_Task instructions_
Set down each line of the material that follows, exactly, with no pictures.

## begin Stored data

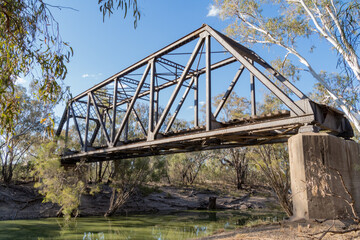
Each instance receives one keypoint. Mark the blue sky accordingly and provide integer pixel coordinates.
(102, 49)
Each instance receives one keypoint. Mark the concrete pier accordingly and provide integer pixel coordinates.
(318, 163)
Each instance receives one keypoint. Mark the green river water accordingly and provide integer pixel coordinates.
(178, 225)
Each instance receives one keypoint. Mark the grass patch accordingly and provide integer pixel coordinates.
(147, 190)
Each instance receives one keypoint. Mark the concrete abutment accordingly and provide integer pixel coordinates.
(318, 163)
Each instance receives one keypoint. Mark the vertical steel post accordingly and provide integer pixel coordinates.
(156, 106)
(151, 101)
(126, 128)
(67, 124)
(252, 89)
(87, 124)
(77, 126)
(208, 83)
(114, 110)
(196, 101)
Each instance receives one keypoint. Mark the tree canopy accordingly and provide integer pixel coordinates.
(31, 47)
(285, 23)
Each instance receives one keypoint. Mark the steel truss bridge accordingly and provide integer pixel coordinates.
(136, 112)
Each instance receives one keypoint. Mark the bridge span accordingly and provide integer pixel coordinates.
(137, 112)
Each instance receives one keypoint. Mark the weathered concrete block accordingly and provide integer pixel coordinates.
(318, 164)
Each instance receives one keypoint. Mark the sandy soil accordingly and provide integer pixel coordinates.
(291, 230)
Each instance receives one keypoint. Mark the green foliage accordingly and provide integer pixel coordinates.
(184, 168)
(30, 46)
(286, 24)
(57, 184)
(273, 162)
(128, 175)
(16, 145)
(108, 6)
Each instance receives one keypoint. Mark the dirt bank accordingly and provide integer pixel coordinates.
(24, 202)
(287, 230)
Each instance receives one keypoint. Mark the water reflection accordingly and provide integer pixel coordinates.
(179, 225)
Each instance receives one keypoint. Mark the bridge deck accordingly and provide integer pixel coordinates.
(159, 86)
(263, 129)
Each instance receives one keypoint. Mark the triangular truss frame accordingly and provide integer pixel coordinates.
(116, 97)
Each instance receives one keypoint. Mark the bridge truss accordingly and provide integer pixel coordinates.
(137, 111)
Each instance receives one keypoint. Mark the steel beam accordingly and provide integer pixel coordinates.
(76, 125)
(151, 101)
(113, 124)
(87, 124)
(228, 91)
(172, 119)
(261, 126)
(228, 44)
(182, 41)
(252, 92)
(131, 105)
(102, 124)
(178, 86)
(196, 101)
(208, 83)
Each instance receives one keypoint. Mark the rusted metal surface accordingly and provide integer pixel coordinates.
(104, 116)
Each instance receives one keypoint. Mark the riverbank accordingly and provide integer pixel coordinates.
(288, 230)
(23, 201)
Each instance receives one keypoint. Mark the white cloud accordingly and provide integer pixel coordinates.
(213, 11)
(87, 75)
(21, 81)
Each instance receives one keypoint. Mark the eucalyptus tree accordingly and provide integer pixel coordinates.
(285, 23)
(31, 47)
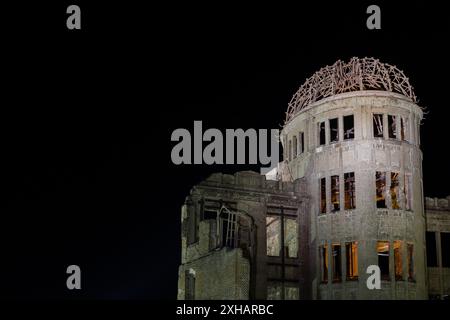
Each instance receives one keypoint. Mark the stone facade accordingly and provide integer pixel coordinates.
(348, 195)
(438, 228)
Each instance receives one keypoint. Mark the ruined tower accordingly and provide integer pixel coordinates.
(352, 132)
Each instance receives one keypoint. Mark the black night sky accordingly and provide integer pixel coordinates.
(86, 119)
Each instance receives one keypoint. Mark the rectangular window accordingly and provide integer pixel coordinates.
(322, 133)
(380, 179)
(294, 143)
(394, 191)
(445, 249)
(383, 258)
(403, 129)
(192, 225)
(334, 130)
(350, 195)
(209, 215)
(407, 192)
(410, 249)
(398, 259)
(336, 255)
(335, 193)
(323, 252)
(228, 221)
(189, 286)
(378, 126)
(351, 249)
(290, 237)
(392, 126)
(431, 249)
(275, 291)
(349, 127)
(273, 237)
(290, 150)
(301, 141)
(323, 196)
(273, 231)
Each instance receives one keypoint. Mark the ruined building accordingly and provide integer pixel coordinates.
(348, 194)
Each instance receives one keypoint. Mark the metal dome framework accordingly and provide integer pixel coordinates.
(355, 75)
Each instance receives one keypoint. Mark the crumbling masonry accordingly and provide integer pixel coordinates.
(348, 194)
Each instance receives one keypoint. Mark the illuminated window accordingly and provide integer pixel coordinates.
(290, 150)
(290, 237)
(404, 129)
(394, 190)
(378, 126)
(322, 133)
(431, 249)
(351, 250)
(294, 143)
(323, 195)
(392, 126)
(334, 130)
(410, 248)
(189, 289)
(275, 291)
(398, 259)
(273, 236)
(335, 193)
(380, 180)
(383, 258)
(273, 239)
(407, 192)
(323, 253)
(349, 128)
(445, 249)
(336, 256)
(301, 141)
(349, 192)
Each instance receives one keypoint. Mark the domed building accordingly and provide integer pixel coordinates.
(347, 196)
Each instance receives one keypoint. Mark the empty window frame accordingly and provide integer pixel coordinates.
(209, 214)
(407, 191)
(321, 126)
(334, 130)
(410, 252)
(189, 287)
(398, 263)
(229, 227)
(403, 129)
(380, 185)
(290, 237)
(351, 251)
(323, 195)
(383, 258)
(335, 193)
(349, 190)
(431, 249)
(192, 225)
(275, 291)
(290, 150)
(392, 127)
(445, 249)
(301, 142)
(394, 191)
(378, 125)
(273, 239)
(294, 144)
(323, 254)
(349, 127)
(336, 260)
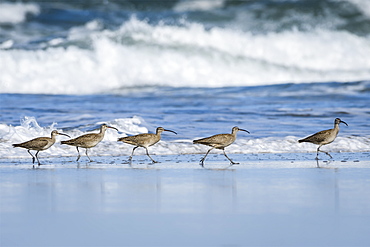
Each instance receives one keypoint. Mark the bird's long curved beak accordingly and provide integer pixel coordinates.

## end Stored data

_Written answer_
Each instance receives one keypoint. Mark the blue sky accordingly and provide integer pixel coordinates.
(102, 49)
Each instance receives one keypoint. Mark the concrete pier accordingly and provide integer pixel coordinates.
(318, 163)
Each instance receives one keypoint. Mark the green river water accordingly and provide integer pixel coordinates.
(178, 225)
Each instance receives one keypoint. Mark the grass patch accordingly and provide integer pixel coordinates.
(147, 190)
Each instance receives one keypoint. Mark the concrete abutment accordingly and provide integer pixel coordinates.
(318, 163)
Each instance receives one keypoint. Mark the vertical steel post accordingly and provide integer pixel coordinates.
(156, 106)
(151, 101)
(126, 128)
(67, 124)
(252, 89)
(87, 124)
(77, 126)
(208, 83)
(114, 110)
(196, 101)
Each instance receives one keypoint. Mark the tree canopy accordingly and provide integer pixel coordinates.
(31, 47)
(285, 23)
Each instance receives one keypoint. Mark the steel truss bridge accordingly and provide integer pixel coordinates.
(136, 112)
Each instance receives one keypoint. Mark the bridge span accordingly and provide integer pixel coordinates.
(137, 112)
Each instance receives one keypoint. Mark the weathered concrete block accordingly and provide integer pixel coordinates.
(318, 164)
Each instance receives one keypoint. Mark the sandy soil accordingly and provide integer pixel coordinates.
(291, 230)
Each instance receives one keypoint. Mark the green foliage accordingly and provide integer pixel coordinates.
(184, 168)
(30, 46)
(286, 24)
(57, 184)
(273, 162)
(128, 175)
(16, 145)
(108, 6)
Each instance receives one keypoint. Mark the dirt bank accordingly and provide integer pixel coordinates.
(24, 202)
(287, 230)
Each instance receives one keypoint. Mark the water reflection accordingly and provide integer pixel coordinates.
(179, 225)
Each instance receives one keypoint. Mark the bridge deck accordingly and provide integer pixel coordinates.
(159, 86)
(263, 129)
Each instance receives one keypoint. Mark the triangular truss frame accordingly and provide integer pixel coordinates.
(116, 97)
Each instance receives one keypoint. Mark the bridge truss accordingly and provide integer pixel coordinates.
(137, 111)
Each instance receives one keypoint. Mark the steel beam accordingly and provide integer pixel coordinates.
(76, 125)
(151, 101)
(113, 124)
(87, 124)
(228, 91)
(172, 119)
(261, 126)
(228, 44)
(182, 41)
(252, 92)
(131, 105)
(102, 124)
(178, 86)
(196, 101)
(208, 83)
Each instance receives one keypoint. Mark the rusted metal surface accordingly and provide integer pixel coordinates.
(104, 116)
Each instance receives one keypoint. Mark the riverbank accordingly and provide integer pixel coordinates.
(288, 230)
(23, 201)
Each instance receives one keypoint. Mark the white cloud accordingly and provide integer pixel coordinates.
(213, 11)
(87, 75)
(21, 81)
Each instance receives one keypoint. Mark the eucalyptus tree accordingly and provide integer pixel coordinates.
(285, 23)
(31, 47)
Each instance receives one keypoint. Mark the stone facade accordingly and provide integer pixel coordinates.
(348, 195)
(438, 228)
Each instance receives one keypoint. Mark the ruined tower accordingly and provide integer pixel coordinates.
(352, 132)
Each instance receives one keypoint. Mark the black night sky accordingly and provide integer pixel coordinates.
(86, 119)
Each instance receives one keypoint. Mark the rectangular window accordingly and provide integer pixel coordinates.
(322, 133)
(380, 179)
(294, 143)
(394, 191)
(445, 249)
(383, 258)
(403, 129)
(192, 225)
(334, 130)
(350, 195)
(209, 215)
(407, 192)
(410, 249)
(398, 259)
(336, 255)
(335, 193)
(323, 252)
(228, 221)
(189, 286)
(378, 126)
(351, 249)
(290, 237)
(392, 126)
(431, 249)
(275, 291)
(349, 127)
(273, 237)
(290, 150)
(301, 141)
(323, 196)
(273, 231)
Each instance receives one keypoint. Mark the ruined building accordingly and provide integer pixel coordinates.
(348, 194)
Each instance receives one keypoint. Mark the metal dome framework accordingly and provide integer pixel coordinates.
(355, 75)
Each instance receives one keypoint. Mark the crumbling masonry accordingly and provide integer pixel coordinates.
(348, 194)
Each instance receives one keypoint. Mark the illuminated window accordingly and provide integer pixel coordinates.
(290, 150)
(290, 237)
(404, 129)
(394, 190)
(378, 126)
(322, 133)
(431, 249)
(351, 250)
(294, 143)
(323, 195)
(392, 126)
(334, 130)
(410, 248)
(189, 289)
(275, 291)
(398, 259)
(273, 236)
(335, 193)
(380, 180)
(383, 258)
(273, 239)
(407, 192)
(323, 253)
(349, 128)
(445, 249)
(336, 256)
(301, 141)
(349, 192)
Each instance receives one keypoint. Mark the domed building accordingly and provide integer pixel coordinates.
(347, 196)
Each instance receives one keypoint. Mark the empty window frame accordingly and provide integer pixel coordinates.
(209, 214)
(407, 191)
(321, 126)
(334, 130)
(410, 252)
(189, 287)
(398, 263)
(229, 227)
(403, 129)
(380, 185)
(290, 237)
(351, 251)
(323, 195)
(383, 258)
(335, 193)
(349, 190)
(431, 249)
(192, 225)
(275, 291)
(290, 150)
(392, 127)
(445, 249)
(301, 142)
(394, 191)
(378, 125)
(273, 239)
(294, 144)
(323, 254)
(349, 127)
(336, 260)
Each instance receives one keypoint. Mark the bird's long curved beak accordingly and provide integer pixel coordinates.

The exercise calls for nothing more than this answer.